• EXERCISE AIM:
Here, the job is to give back every entry below unchanged, omitting pictures.

[Natural language region descriptions]
↓
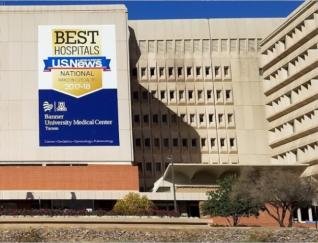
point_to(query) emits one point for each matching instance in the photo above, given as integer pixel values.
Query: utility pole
(170, 159)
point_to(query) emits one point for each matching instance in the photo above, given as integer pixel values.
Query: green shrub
(133, 204)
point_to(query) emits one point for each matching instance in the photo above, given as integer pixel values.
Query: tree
(133, 204)
(222, 203)
(280, 191)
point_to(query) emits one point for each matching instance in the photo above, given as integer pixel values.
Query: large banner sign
(78, 86)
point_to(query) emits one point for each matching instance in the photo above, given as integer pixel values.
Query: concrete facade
(289, 71)
(213, 96)
(196, 93)
(19, 81)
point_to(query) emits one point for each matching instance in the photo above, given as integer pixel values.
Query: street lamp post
(170, 159)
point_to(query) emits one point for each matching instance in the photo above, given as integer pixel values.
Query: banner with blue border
(78, 103)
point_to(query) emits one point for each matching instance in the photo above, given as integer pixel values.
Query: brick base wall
(91, 177)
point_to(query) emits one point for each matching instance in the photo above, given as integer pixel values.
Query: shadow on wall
(158, 131)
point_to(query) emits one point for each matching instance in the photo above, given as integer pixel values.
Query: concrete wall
(229, 49)
(19, 127)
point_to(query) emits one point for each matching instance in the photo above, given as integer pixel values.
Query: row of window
(202, 143)
(180, 72)
(197, 46)
(186, 96)
(200, 119)
(291, 37)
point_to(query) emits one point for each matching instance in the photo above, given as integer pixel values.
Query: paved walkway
(102, 220)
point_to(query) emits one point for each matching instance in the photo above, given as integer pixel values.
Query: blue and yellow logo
(76, 64)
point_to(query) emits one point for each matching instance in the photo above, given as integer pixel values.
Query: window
(185, 142)
(134, 72)
(138, 142)
(242, 45)
(226, 71)
(218, 94)
(228, 94)
(220, 118)
(155, 118)
(211, 118)
(212, 142)
(233, 45)
(175, 142)
(189, 71)
(192, 118)
(223, 45)
(146, 119)
(147, 142)
(232, 142)
(230, 118)
(158, 166)
(217, 71)
(153, 93)
(181, 94)
(161, 72)
(166, 142)
(251, 45)
(148, 166)
(222, 142)
(190, 94)
(152, 72)
(179, 71)
(171, 93)
(170, 71)
(201, 118)
(198, 71)
(203, 142)
(156, 142)
(200, 96)
(143, 72)
(209, 94)
(136, 95)
(207, 71)
(215, 46)
(183, 117)
(162, 94)
(174, 118)
(136, 119)
(164, 118)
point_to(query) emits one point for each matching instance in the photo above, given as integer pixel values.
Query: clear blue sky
↑
• THE COMPLETED TASK:
point_to(query) emits one point for each matching instance in the photo above, given as integer pixel values.
Query: utility pole
(170, 159)
point_to(query) emits one point for each matching instance in the photo above, given as integer pixel values.
Query: green shrub
(133, 204)
point_to(query) emits one point for each matching instance in the photo above, given as integer pixel values.
Query: tree
(133, 204)
(222, 203)
(280, 191)
point_to(query) emits one point for each matching instance in the photo above, given as integer pixel values.
Query: large banner sign
(78, 86)
point_to(query) emits one point for each matching instance in the photo above, given as integer pixel values.
Query: concrete facade
(289, 71)
(213, 96)
(196, 93)
(19, 81)
point_to(query) emits one point for each matching instance in the photo above, given as integer pixel values.
Query: street lamp post
(170, 159)
point_to(query) emits one point for each matching instance in the photo above, given as integer pixel values.
Query: banner with blue border
(78, 103)
point_to(query) emits one point for each matching instance in the photo above, given as integer pixel values.
Query: brick base wall
(91, 177)
point_to(query) emits one point for each matching instance in the photo above, given as integer pixel values.
Query: shadow on wall
(158, 131)
point_to(query) emits one point for each matching instance in the photo above, given as integer pixel values.
Query: concrete wall
(229, 49)
(19, 127)
point_to(query) emits one point for each matching instance in the photo above, given as integer pixel values.
Query: row of window
(202, 143)
(180, 72)
(197, 46)
(186, 96)
(200, 119)
(291, 37)
point_to(query) emits one point for each matching instance in the photo above, given as integer pixel values.
Query: paved walkway
(102, 220)
point_to(query) emits one point for each matching instance in the photo above, given as integer pixel values.
Query: blue and yellow logo
(76, 64)
point_to(query) emits one point for each matching instance in the photo above, given as integer pixel values.
Query: window
(185, 142)
(134, 72)
(138, 142)
(242, 45)
(226, 71)
(218, 94)
(228, 94)
(220, 118)
(155, 118)
(211, 118)
(212, 142)
(233, 45)
(175, 142)
(189, 71)
(192, 118)
(223, 45)
(146, 119)
(147, 142)
(232, 142)
(230, 118)
(158, 166)
(217, 71)
(153, 93)
(181, 94)
(161, 72)
(166, 142)
(251, 45)
(148, 166)
(222, 142)
(190, 94)
(152, 72)
(179, 71)
(171, 93)
(170, 71)
(201, 118)
(198, 71)
(203, 142)
(156, 142)
(200, 96)
(143, 72)
(209, 94)
(136, 95)
(207, 71)
(215, 46)
(183, 117)
(162, 94)
(174, 118)
(136, 119)
(164, 118)
point_to(query) emits one point for each matching instance in the photo above, given as integer pixel values.
Query: clear blue sky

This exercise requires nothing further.